TASK PROMPT:
The lines to reproduce from the material below are those from the one containing "like x=804, y=203." through the one containing "like x=800, y=261.", both included; write them out exactly and add nothing.

EXTRACTED MATERIAL:
=== Begin Enclosure ===
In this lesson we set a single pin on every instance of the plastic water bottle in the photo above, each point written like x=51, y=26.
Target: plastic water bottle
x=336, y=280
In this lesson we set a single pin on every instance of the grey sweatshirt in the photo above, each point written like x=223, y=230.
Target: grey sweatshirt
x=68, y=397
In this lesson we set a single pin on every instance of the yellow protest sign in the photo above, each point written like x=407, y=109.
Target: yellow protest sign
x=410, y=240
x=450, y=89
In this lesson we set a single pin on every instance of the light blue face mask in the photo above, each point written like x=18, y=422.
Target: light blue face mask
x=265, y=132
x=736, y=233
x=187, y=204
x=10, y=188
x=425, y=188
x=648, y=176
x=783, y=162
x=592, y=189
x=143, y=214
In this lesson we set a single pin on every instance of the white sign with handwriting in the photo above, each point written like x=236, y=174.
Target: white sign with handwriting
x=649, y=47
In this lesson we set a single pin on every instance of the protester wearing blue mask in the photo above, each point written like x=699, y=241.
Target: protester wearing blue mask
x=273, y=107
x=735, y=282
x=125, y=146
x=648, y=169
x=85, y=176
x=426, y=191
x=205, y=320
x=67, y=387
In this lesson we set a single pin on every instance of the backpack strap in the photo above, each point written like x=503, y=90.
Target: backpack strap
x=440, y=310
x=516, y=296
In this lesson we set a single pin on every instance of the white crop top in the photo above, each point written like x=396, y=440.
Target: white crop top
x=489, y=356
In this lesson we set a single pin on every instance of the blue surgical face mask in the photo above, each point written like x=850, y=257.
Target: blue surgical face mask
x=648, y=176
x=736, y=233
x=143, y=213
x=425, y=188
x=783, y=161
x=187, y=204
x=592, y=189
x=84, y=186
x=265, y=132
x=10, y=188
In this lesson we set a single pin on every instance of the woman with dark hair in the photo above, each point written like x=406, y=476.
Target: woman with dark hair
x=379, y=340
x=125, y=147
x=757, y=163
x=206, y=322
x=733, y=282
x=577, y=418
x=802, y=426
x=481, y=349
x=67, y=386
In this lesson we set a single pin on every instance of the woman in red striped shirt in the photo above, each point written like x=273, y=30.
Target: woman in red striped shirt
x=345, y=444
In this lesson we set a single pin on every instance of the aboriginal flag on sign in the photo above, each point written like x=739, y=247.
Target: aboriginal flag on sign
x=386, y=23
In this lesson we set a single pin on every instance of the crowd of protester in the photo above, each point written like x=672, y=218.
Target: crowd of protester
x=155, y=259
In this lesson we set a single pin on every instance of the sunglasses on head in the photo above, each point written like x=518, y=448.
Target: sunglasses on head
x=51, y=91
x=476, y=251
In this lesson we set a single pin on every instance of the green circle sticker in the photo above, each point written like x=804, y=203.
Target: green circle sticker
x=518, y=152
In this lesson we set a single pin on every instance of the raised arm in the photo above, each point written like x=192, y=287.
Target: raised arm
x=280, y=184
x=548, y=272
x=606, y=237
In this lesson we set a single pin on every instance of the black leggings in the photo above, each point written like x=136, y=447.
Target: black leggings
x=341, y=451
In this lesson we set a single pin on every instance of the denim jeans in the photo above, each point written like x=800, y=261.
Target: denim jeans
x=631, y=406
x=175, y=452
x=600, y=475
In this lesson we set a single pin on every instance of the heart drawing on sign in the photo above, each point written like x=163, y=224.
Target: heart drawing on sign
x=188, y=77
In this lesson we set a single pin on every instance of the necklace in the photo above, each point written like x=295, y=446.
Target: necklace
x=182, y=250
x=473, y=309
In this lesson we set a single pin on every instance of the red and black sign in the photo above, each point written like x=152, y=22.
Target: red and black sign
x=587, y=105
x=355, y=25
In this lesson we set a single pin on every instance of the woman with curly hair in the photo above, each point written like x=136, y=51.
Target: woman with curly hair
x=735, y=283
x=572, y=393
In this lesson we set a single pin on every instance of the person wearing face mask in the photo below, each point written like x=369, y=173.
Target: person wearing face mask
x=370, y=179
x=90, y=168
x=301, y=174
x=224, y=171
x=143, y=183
=== End Enclosure ===
ANSWER AREA:
In this lesson we set a single pin on every instance of the green circle sticker in the photo above, each point written like x=804, y=203.
Target: green circle sticker
x=518, y=152
In this lesson we set a single pin on every instance of the raised arm in the photo above, each point written like x=192, y=287.
Target: raised arm
x=280, y=184
x=548, y=272
x=606, y=237
In this lesson we set a single pin on every instance of the black leggings in the photo above, each point written like x=136, y=447.
Target: black leggings
x=341, y=451
In this lesson we set a single pin on every instance of the denim jeans in the photo above, each point written like x=800, y=261.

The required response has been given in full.